----- INFORMATION SHOWN
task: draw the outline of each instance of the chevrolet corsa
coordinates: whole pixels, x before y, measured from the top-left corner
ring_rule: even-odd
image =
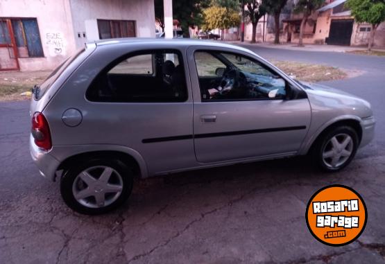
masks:
[[[121,204],[135,177],[307,154],[337,171],[375,127],[361,98],[191,39],[87,44],[35,87],[31,114],[40,173],[87,214]]]

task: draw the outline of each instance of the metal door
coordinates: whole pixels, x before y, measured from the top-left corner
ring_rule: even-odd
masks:
[[[350,45],[353,22],[354,20],[352,19],[332,20],[327,44],[330,45]]]
[[[10,19],[0,19],[0,71],[19,69],[17,47]]]

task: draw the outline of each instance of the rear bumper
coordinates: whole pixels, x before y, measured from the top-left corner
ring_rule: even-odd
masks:
[[[35,144],[32,135],[29,137],[29,150],[32,159],[37,166],[40,174],[52,181],[55,180],[56,170],[60,162],[49,152],[40,149]]]
[[[362,127],[362,139],[359,147],[368,145],[375,137],[375,120],[373,116],[363,118],[361,121]]]

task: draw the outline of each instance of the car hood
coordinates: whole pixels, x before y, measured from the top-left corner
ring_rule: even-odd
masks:
[[[370,104],[358,96],[326,85],[301,82],[312,110],[327,108],[340,114],[366,118],[373,116]]]

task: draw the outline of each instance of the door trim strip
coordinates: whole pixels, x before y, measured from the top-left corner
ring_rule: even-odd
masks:
[[[164,141],[171,141],[174,140],[204,139],[204,138],[208,138],[208,137],[237,136],[237,135],[249,134],[259,134],[259,133],[267,133],[267,132],[274,132],[291,131],[291,130],[302,130],[305,129],[306,129],[306,125],[298,125],[298,126],[294,126],[294,127],[285,127],[263,128],[263,129],[251,130],[230,131],[230,132],[225,132],[197,134],[195,135],[189,134],[189,135],[182,135],[182,136],[175,136],[175,137],[157,137],[157,138],[152,138],[152,139],[144,139],[142,141],[142,142],[144,143],[164,142]]]

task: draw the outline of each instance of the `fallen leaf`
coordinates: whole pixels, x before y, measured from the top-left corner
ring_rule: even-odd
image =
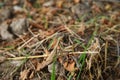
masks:
[[[0,56],[0,63],[4,62],[5,60],[6,60],[6,58],[5,58],[5,57]]]
[[[30,71],[30,69],[20,72],[20,80],[27,80],[29,71]]]

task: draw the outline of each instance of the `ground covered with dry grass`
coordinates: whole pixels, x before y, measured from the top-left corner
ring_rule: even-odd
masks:
[[[119,79],[119,0],[0,0],[0,80]]]

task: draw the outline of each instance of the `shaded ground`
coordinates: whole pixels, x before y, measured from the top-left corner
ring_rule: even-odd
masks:
[[[1,80],[119,80],[119,0],[0,0]]]

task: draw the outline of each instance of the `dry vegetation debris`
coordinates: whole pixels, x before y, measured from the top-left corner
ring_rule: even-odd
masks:
[[[119,0],[0,0],[1,80],[119,80]]]

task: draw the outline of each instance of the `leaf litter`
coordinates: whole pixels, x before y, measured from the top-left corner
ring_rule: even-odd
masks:
[[[119,7],[119,0],[1,0],[0,79],[119,80]]]

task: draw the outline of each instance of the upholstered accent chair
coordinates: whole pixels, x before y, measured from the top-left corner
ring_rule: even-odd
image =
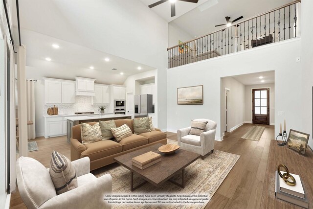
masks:
[[[111,209],[104,200],[112,192],[112,178],[97,178],[90,173],[88,157],[73,161],[78,187],[57,195],[49,168],[31,158],[21,157],[16,163],[18,186],[28,209]]]
[[[204,132],[200,136],[189,134],[191,127],[177,130],[177,141],[178,145],[182,149],[201,155],[202,159],[209,152],[214,150],[215,129],[217,123],[207,119],[196,119],[196,121],[207,121]]]

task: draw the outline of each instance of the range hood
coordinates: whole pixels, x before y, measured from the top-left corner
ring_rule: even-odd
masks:
[[[76,86],[75,95],[76,96],[90,96],[95,95],[94,92],[94,81],[95,79],[91,78],[75,77]]]

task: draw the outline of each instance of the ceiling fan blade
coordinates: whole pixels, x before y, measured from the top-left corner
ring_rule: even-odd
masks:
[[[171,17],[174,17],[176,15],[175,11],[175,2],[171,3]]]
[[[186,1],[186,2],[189,2],[190,3],[198,3],[198,1],[199,0],[180,0],[180,1]]]
[[[222,25],[226,25],[226,24],[218,24],[217,25],[215,25],[215,27],[218,27],[219,26],[222,26]]]
[[[159,4],[161,4],[162,3],[164,3],[165,2],[167,1],[168,0],[161,0],[158,1],[156,1],[156,2],[153,3],[152,4],[150,4],[149,6],[149,8],[154,7],[156,6],[157,6]]]
[[[232,21],[231,22],[231,23],[233,23],[235,22],[236,21],[239,21],[239,20],[240,20],[240,19],[242,19],[242,18],[244,18],[244,17],[243,17],[243,16],[240,16],[240,17],[239,17],[238,18],[237,18],[237,19],[235,19],[235,20],[234,20],[233,21]]]

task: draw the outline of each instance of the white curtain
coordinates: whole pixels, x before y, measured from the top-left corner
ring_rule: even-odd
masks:
[[[27,120],[32,121],[34,123],[32,125],[27,125],[28,140],[36,138],[36,131],[35,130],[35,81],[32,80],[27,80],[26,81]]]

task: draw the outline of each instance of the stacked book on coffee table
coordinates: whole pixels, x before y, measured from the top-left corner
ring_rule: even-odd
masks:
[[[160,161],[161,155],[151,151],[135,157],[132,159],[133,165],[142,170]]]
[[[304,192],[300,176],[292,173],[291,174],[295,179],[296,184],[294,186],[286,184],[284,180],[279,176],[278,172],[276,171],[275,197],[303,208],[308,208],[309,201]]]

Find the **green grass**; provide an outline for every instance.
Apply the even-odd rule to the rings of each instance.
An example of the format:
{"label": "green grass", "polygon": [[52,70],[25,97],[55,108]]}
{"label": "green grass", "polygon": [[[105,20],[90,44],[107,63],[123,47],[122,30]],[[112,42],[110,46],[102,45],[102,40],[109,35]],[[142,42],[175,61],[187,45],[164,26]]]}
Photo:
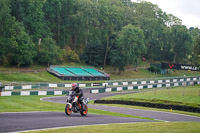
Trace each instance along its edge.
----------
#### EXERCISE INSTRUCTIONS:
All of the data needs repeating exactly, but the pictures do not.

#### WRITTEN ANSWER:
task: draw the outline of each instance of the chevrolet corsa
coordinates: whole pixels, x before y, measured from the top-left corner
ring_rule: even-odd
image =
masks:
[[[121,204],[135,177],[307,154],[337,171],[375,127],[361,98],[191,39],[87,44],[35,87],[31,114],[40,173],[87,214]]]

task: draw the outline of each instance of the metal door
coordinates: whole pixels, x before y, measured from the top-left corner
ring_rule: even-odd
masks:
[[[350,45],[353,22],[354,20],[352,19],[332,20],[327,44],[330,45]]]
[[[10,19],[0,19],[0,71],[19,69],[17,47]]]

task: draw the outline of each instance of the rear bumper
coordinates: whole pixels, x before y, measured from the top-left corner
ring_rule: even-odd
masks:
[[[35,144],[32,135],[29,137],[29,150],[32,159],[37,166],[40,174],[52,181],[55,180],[56,170],[60,162],[49,152],[40,149]]]
[[[362,127],[362,139],[359,147],[368,145],[375,137],[375,120],[373,116],[363,118],[361,121]]]

task: draw the outline of each instance of the car hood
coordinates: whole pixels, x before y, measured from the top-left corner
ring_rule: even-odd
masks:
[[[370,104],[358,96],[326,85],[301,82],[312,110],[327,108],[340,114],[366,118],[373,116]]]

task: draw the outline of each instance of the door trim strip
coordinates: whole pixels, x before y, measured from the top-left corner
ring_rule: even-odd
masks:
[[[164,141],[171,141],[174,140],[204,139],[204,138],[208,138],[208,137],[237,136],[237,135],[249,134],[259,134],[259,133],[267,133],[267,132],[274,132],[291,131],[291,130],[302,130],[305,129],[306,129],[306,125],[298,125],[298,126],[294,126],[294,127],[285,127],[263,128],[263,129],[251,130],[230,131],[230,132],[225,132],[197,134],[195,135],[189,134],[189,135],[182,135],[182,136],[175,136],[175,137],[157,137],[157,138],[152,138],[152,139],[144,139],[142,141],[142,142],[144,143],[164,142]]]

task: draw the outline of each instance of the `fallen leaf`
coordinates: whole pixels, x before y, measured from the top-left corner
ring_rule: even-odd
image =
masks:
[[[0,56],[0,63],[4,62],[5,60],[6,60],[6,58],[5,58],[5,57]]]
[[[30,71],[30,69],[20,72],[20,80],[27,80],[29,71]]]

task: draw the outline of each instance of the `ground covered with dry grass`
coordinates: whole pixels, x before y, measured from the top-left corner
ring_rule: even-odd
masks:
[[[119,79],[119,0],[0,0],[0,80]]]

task: draw the outline of each instance of the `shaded ground`
coordinates: whole pixels, x before y, measured from the top-left corner
ring_rule: even-odd
masks:
[[[1,80],[119,80],[119,0],[0,0]]]

task: draw the outline of each instance of the `dry vegetation debris`
coordinates: whole pixels, x before y, measured from the top-left corner
ring_rule: even-odd
masks:
[[[119,0],[0,0],[1,80],[119,80]]]

task: draw the outline of each instance of the `leaf litter`
coordinates: whole pixels, x before y, measured from the top-left corner
ring_rule: even-odd
masks:
[[[119,7],[119,0],[1,0],[0,79],[119,80]]]

task: draw the outline of each instance of the upholstered accent chair
coordinates: whole pixels, x before y, measured from the top-left corner
ring_rule: even-odd
image =
masks:
[[[111,209],[104,200],[112,192],[112,178],[97,178],[90,173],[88,157],[73,161],[78,187],[57,195],[49,168],[31,158],[21,157],[16,163],[18,186],[28,209]]]
[[[204,132],[200,136],[189,134],[191,127],[177,130],[177,141],[178,145],[182,149],[201,155],[202,159],[209,152],[214,150],[215,129],[217,123],[207,119],[196,119],[196,121],[207,121]]]

task: draw the outline of each instance of the range hood
coordinates: whole pixels, x before y, measured from the top-left corner
ring_rule: even-odd
masks:
[[[76,86],[75,95],[76,96],[90,96],[95,95],[94,92],[94,81],[95,79],[91,78],[75,77]]]

task: draw the outline of each instance of the ceiling fan blade
coordinates: whole pixels, x before y, measured from the top-left corner
ring_rule: even-odd
masks:
[[[171,17],[174,17],[176,15],[175,11],[175,2],[171,3]]]
[[[186,1],[186,2],[189,2],[190,3],[198,3],[198,1],[199,0],[180,0],[180,1]]]
[[[222,25],[226,25],[226,24],[218,24],[217,25],[215,25],[215,27],[218,27],[219,26],[222,26]]]
[[[159,4],[161,4],[162,3],[164,3],[165,2],[167,1],[168,0],[161,0],[158,1],[156,1],[156,2],[153,3],[152,4],[150,4],[149,6],[149,8],[154,7],[156,6],[157,6]]]
[[[232,21],[231,22],[231,23],[233,23],[235,22],[236,21],[239,21],[239,20],[240,20],[240,19],[242,19],[242,18],[244,18],[244,17],[243,17],[243,16],[240,16],[240,17],[239,17],[238,18],[237,18],[237,19],[235,19],[235,20],[234,20],[233,21]]]

task: draw the outline of each instance of the white curtain
coordinates: whole pixels, x before y, measured from the top-left corner
ring_rule: even-odd
masks:
[[[27,120],[32,121],[34,123],[32,125],[27,125],[28,140],[36,138],[36,131],[35,130],[35,81],[32,80],[27,80],[26,81]]]

task: draw the outline of each instance of the stacked book on coffee table
coordinates: whole pixels, x before y, measured from the top-left corner
ring_rule: even-odd
masks:
[[[160,161],[161,155],[151,151],[135,157],[132,159],[133,165],[142,170]]]
[[[304,192],[300,176],[292,173],[291,174],[295,179],[296,184],[294,186],[286,184],[284,180],[279,176],[278,172],[276,171],[275,197],[303,208],[308,208],[309,201]]]

Find the **green grass**; provide an outline for every instance.
Apply the even-odd rule to the rings of each instance.
An example of the format:
{"label": "green grass", "polygon": [[52,70],[25,97],[55,108]]}
{"label": "green grass", "polygon": [[[105,20],[90,44],[107,63],[123,47],[122,30]],[[112,42],[110,46],[102,45],[102,40],[109,35]],[[142,42],[175,61],[187,45],[164,26]]]}
Photo:
Trace each instance along its edge.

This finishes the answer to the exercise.